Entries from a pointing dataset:

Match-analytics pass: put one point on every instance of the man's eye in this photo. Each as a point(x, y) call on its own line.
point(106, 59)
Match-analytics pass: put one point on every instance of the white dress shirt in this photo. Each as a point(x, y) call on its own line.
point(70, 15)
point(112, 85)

--

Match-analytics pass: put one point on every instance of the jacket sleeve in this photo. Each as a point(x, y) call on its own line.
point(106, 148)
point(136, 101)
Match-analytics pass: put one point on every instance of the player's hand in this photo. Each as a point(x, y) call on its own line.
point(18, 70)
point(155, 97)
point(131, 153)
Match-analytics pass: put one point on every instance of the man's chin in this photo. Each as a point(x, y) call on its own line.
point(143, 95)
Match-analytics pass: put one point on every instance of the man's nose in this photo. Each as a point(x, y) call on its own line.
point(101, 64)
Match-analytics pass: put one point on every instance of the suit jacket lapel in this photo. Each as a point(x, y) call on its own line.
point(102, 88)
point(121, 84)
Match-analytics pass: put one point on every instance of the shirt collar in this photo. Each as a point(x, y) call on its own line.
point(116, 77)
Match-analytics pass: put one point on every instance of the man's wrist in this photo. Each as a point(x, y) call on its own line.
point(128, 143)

* * *

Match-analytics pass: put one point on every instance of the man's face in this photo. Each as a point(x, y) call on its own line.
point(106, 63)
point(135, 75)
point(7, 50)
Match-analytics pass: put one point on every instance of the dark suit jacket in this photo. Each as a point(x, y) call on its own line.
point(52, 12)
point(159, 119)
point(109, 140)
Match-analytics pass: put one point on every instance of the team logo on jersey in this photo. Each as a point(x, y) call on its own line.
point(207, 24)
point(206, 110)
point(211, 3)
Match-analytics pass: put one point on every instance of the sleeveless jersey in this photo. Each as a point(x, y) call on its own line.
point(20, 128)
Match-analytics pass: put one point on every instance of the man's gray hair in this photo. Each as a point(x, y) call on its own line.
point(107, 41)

What the task requires:
Rescale the part of the records that opens with the line containing "of the jacket" and closes with the line containing "point(128, 143)", both lines included. Write out every line in that part again, requests unchanged, with each point coordinate multiplied by 1.1 and rounded to a whole number, halves rounded up.

The reply:
Match-analytics pass: put one point on every instance of the jacket sleeve in this photo. Each as a point(x, y) call on its own line.
point(117, 163)
point(150, 111)
Match-analytics pass: put one point on every instance of the player's hand in this photo. Each as a point(x, y) call on its own line.
point(20, 77)
point(171, 107)
point(144, 168)
Match-analytics pass: put one point on every instance of the man's chin in this photo. Each as a point(x, y) call on its own line.
point(157, 105)
Match-analytics pass: put one point on every instance of the man's nose in this photo. Each as a point(x, y) call on its own line.
point(111, 70)
Match-analytics pass: put one point on every instance of the suit jacket lapel in this photo. Each as a point(x, y) call on its own line.
point(112, 97)
point(133, 92)
Match-analytics pass: put one point on every instance of the shirt collar in this photo. Each as a point(x, y) call on its own line.
point(128, 85)
Match-analytics pass: put one point on every instance of the man's wrist in this photo. Each as a point(x, y) call on its own line.
point(141, 157)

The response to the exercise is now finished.